BEGIN RECORDS TO PROCESS

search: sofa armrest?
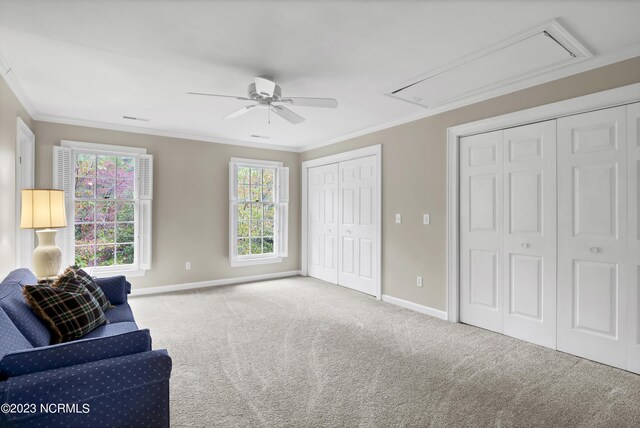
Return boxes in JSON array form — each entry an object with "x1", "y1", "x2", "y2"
[
  {"x1": 94, "y1": 276, "x2": 130, "y2": 304},
  {"x1": 1, "y1": 350, "x2": 171, "y2": 426},
  {"x1": 0, "y1": 329, "x2": 152, "y2": 378}
]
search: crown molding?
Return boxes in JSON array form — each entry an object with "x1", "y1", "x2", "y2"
[
  {"x1": 34, "y1": 114, "x2": 301, "y2": 152},
  {"x1": 0, "y1": 52, "x2": 37, "y2": 118}
]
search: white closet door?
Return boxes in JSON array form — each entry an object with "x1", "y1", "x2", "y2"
[
  {"x1": 308, "y1": 164, "x2": 339, "y2": 283},
  {"x1": 557, "y1": 106, "x2": 628, "y2": 369},
  {"x1": 460, "y1": 130, "x2": 504, "y2": 332},
  {"x1": 338, "y1": 156, "x2": 377, "y2": 296},
  {"x1": 502, "y1": 121, "x2": 557, "y2": 349},
  {"x1": 627, "y1": 102, "x2": 640, "y2": 374}
]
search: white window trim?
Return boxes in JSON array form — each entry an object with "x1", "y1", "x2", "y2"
[
  {"x1": 229, "y1": 157, "x2": 286, "y2": 267},
  {"x1": 55, "y1": 140, "x2": 152, "y2": 277}
]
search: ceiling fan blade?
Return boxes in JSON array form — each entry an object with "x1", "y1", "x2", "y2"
[
  {"x1": 254, "y1": 76, "x2": 276, "y2": 97},
  {"x1": 224, "y1": 105, "x2": 256, "y2": 120},
  {"x1": 278, "y1": 97, "x2": 338, "y2": 108},
  {"x1": 187, "y1": 92, "x2": 251, "y2": 101},
  {"x1": 271, "y1": 105, "x2": 305, "y2": 125}
]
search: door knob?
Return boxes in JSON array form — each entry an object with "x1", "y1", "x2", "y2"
[
  {"x1": 327, "y1": 229, "x2": 331, "y2": 233},
  {"x1": 346, "y1": 230, "x2": 352, "y2": 234},
  {"x1": 521, "y1": 242, "x2": 529, "y2": 248},
  {"x1": 590, "y1": 247, "x2": 600, "y2": 254}
]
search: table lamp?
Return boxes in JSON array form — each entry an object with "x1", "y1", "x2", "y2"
[{"x1": 20, "y1": 189, "x2": 67, "y2": 279}]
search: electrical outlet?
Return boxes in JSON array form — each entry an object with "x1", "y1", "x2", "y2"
[
  {"x1": 185, "y1": 261, "x2": 191, "y2": 270},
  {"x1": 417, "y1": 276, "x2": 423, "y2": 287},
  {"x1": 423, "y1": 213, "x2": 430, "y2": 225},
  {"x1": 395, "y1": 213, "x2": 402, "y2": 224}
]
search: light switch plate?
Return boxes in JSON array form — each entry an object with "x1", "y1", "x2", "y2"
[
  {"x1": 395, "y1": 213, "x2": 402, "y2": 224},
  {"x1": 417, "y1": 276, "x2": 423, "y2": 287},
  {"x1": 423, "y1": 213, "x2": 430, "y2": 225}
]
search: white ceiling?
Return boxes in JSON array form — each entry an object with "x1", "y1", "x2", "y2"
[{"x1": 0, "y1": 1, "x2": 638, "y2": 151}]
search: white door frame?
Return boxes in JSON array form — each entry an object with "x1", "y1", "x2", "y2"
[
  {"x1": 15, "y1": 117, "x2": 35, "y2": 268},
  {"x1": 447, "y1": 82, "x2": 640, "y2": 323},
  {"x1": 301, "y1": 144, "x2": 382, "y2": 299}
]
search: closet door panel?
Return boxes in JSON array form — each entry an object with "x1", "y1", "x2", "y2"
[
  {"x1": 502, "y1": 121, "x2": 557, "y2": 349},
  {"x1": 557, "y1": 106, "x2": 628, "y2": 369},
  {"x1": 338, "y1": 156, "x2": 377, "y2": 296},
  {"x1": 627, "y1": 102, "x2": 640, "y2": 374},
  {"x1": 460, "y1": 130, "x2": 504, "y2": 332},
  {"x1": 308, "y1": 164, "x2": 339, "y2": 283}
]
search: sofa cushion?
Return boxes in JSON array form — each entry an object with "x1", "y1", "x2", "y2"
[
  {"x1": 23, "y1": 283, "x2": 108, "y2": 344},
  {"x1": 94, "y1": 275, "x2": 129, "y2": 305},
  {"x1": 54, "y1": 267, "x2": 113, "y2": 312},
  {"x1": 0, "y1": 307, "x2": 32, "y2": 359},
  {"x1": 105, "y1": 303, "x2": 136, "y2": 323},
  {"x1": 2, "y1": 268, "x2": 37, "y2": 285},
  {"x1": 0, "y1": 282, "x2": 51, "y2": 347},
  {"x1": 0, "y1": 329, "x2": 152, "y2": 378},
  {"x1": 82, "y1": 321, "x2": 138, "y2": 339}
]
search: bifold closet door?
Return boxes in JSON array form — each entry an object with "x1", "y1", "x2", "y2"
[
  {"x1": 460, "y1": 122, "x2": 557, "y2": 347},
  {"x1": 626, "y1": 102, "x2": 640, "y2": 374},
  {"x1": 307, "y1": 163, "x2": 339, "y2": 283},
  {"x1": 338, "y1": 156, "x2": 377, "y2": 296},
  {"x1": 502, "y1": 121, "x2": 557, "y2": 349},
  {"x1": 557, "y1": 106, "x2": 628, "y2": 369},
  {"x1": 460, "y1": 130, "x2": 504, "y2": 332}
]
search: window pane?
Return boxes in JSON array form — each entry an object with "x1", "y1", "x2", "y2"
[
  {"x1": 75, "y1": 177, "x2": 95, "y2": 198},
  {"x1": 96, "y1": 201, "x2": 116, "y2": 222},
  {"x1": 250, "y1": 168, "x2": 262, "y2": 185},
  {"x1": 250, "y1": 185, "x2": 261, "y2": 202},
  {"x1": 238, "y1": 204, "x2": 250, "y2": 221},
  {"x1": 237, "y1": 221, "x2": 249, "y2": 238},
  {"x1": 96, "y1": 223, "x2": 115, "y2": 244},
  {"x1": 97, "y1": 178, "x2": 115, "y2": 199},
  {"x1": 75, "y1": 224, "x2": 95, "y2": 245},
  {"x1": 97, "y1": 155, "x2": 116, "y2": 177},
  {"x1": 75, "y1": 246, "x2": 95, "y2": 268},
  {"x1": 96, "y1": 245, "x2": 115, "y2": 266},
  {"x1": 264, "y1": 204, "x2": 275, "y2": 220},
  {"x1": 264, "y1": 238, "x2": 274, "y2": 254},
  {"x1": 250, "y1": 203, "x2": 263, "y2": 220},
  {"x1": 75, "y1": 201, "x2": 95, "y2": 223},
  {"x1": 117, "y1": 157, "x2": 135, "y2": 180},
  {"x1": 75, "y1": 154, "x2": 96, "y2": 176},
  {"x1": 263, "y1": 220, "x2": 274, "y2": 237},
  {"x1": 251, "y1": 238, "x2": 263, "y2": 255},
  {"x1": 237, "y1": 238, "x2": 249, "y2": 255},
  {"x1": 250, "y1": 220, "x2": 262, "y2": 237},
  {"x1": 238, "y1": 167, "x2": 250, "y2": 184},
  {"x1": 116, "y1": 244, "x2": 134, "y2": 265},
  {"x1": 116, "y1": 180, "x2": 134, "y2": 199},
  {"x1": 262, "y1": 186, "x2": 273, "y2": 202},
  {"x1": 263, "y1": 169, "x2": 274, "y2": 186},
  {"x1": 238, "y1": 185, "x2": 250, "y2": 201},
  {"x1": 116, "y1": 202, "x2": 134, "y2": 222},
  {"x1": 116, "y1": 223, "x2": 134, "y2": 243}
]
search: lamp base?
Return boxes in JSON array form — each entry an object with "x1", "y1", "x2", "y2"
[{"x1": 33, "y1": 229, "x2": 62, "y2": 279}]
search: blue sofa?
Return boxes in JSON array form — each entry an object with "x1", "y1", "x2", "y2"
[{"x1": 0, "y1": 269, "x2": 171, "y2": 428}]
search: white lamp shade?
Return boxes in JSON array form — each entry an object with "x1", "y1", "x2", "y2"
[{"x1": 20, "y1": 189, "x2": 67, "y2": 229}]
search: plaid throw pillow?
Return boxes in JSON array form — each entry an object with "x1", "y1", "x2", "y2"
[
  {"x1": 23, "y1": 283, "x2": 107, "y2": 344},
  {"x1": 58, "y1": 266, "x2": 113, "y2": 312}
]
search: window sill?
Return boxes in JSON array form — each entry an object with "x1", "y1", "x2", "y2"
[
  {"x1": 87, "y1": 268, "x2": 147, "y2": 278},
  {"x1": 230, "y1": 256, "x2": 283, "y2": 268}
]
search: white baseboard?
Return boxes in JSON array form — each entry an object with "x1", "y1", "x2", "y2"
[
  {"x1": 129, "y1": 270, "x2": 302, "y2": 296},
  {"x1": 381, "y1": 294, "x2": 448, "y2": 320}
]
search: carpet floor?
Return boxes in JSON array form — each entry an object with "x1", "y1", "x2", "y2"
[{"x1": 129, "y1": 276, "x2": 640, "y2": 427}]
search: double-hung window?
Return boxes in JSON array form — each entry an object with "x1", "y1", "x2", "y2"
[
  {"x1": 53, "y1": 141, "x2": 153, "y2": 277},
  {"x1": 229, "y1": 158, "x2": 289, "y2": 267}
]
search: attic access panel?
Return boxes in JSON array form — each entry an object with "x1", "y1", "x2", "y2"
[{"x1": 388, "y1": 21, "x2": 592, "y2": 108}]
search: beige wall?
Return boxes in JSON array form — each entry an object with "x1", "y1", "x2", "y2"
[
  {"x1": 0, "y1": 76, "x2": 33, "y2": 279},
  {"x1": 34, "y1": 122, "x2": 300, "y2": 290},
  {"x1": 301, "y1": 56, "x2": 640, "y2": 311}
]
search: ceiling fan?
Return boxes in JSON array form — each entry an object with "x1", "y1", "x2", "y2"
[{"x1": 187, "y1": 76, "x2": 338, "y2": 125}]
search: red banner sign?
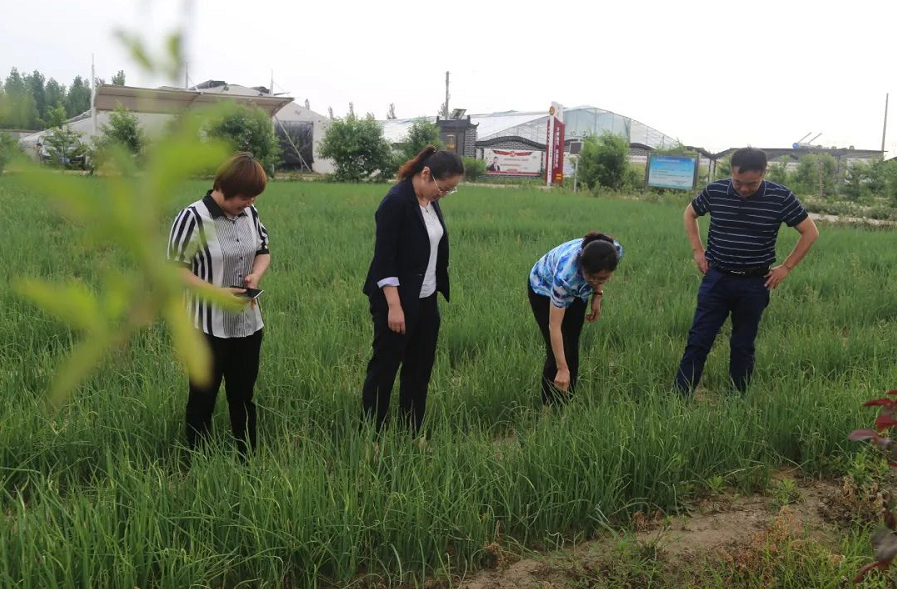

END RECORDS TO PROCESS

**EXERCISE BRIEF:**
Look through the data and show every line containing "lamp".

**EXERCISE RESPONSE:**
search: table lamp?
search: lamp base?
search: white lamp shade?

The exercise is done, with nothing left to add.